PROVIDED TEXT:
>>>>>

The General Data Protection Regulation (GDPR) came into force in May 2018, with the primary aim of giving you more control of the personal data held by third-parties such as retailers. Any company that holds the mandate to aggregate, store, and process this data has a responsibility to take every measure to ensure compliance with the regulation and protect the data they handle.
Even as the conversation around GDPR compliance continues to be a hot topic, here are a few things to keep in mind.
The GDPR Only Applies To “Personal Data”
While your company may no doubt handle all data of all kinds, the specifics of the GDPR apply to what is defined as “personal data.” It is worth noting that the regulation seeks to expand the very definition of personal data in order to protect more data types.
As it were, there is room to change and expand this definite as and when may become necessary. Right from the name and email address to the IP address, any such information that’s specific to a person is, considered personal information according to the directive.

<<<<<

TASK TO COMPLETE: From the GDPR text, copy the stretch from "While your company" through "more data types." word for word.

GIVEN INFORMATION:
>>>>>

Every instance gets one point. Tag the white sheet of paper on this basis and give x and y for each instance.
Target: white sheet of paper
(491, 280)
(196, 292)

<<<<<
>>>>>

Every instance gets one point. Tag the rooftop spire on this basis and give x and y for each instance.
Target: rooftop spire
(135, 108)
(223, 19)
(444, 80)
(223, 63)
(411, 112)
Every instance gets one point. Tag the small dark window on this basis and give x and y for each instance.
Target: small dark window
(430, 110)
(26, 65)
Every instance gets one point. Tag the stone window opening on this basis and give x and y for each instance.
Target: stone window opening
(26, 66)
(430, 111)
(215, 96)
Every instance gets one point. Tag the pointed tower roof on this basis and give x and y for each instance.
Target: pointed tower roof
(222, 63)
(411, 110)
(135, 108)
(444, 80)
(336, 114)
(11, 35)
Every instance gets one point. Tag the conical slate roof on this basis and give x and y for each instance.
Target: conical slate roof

<<<<<

OUTPUT:
While your company may no doubt handle all data of all kinds, the specifics of the GDPR apply to what is defined as “personal data.” It is worth noting that the regulation seeks to expand the very definition of personal data in order to protect more data types.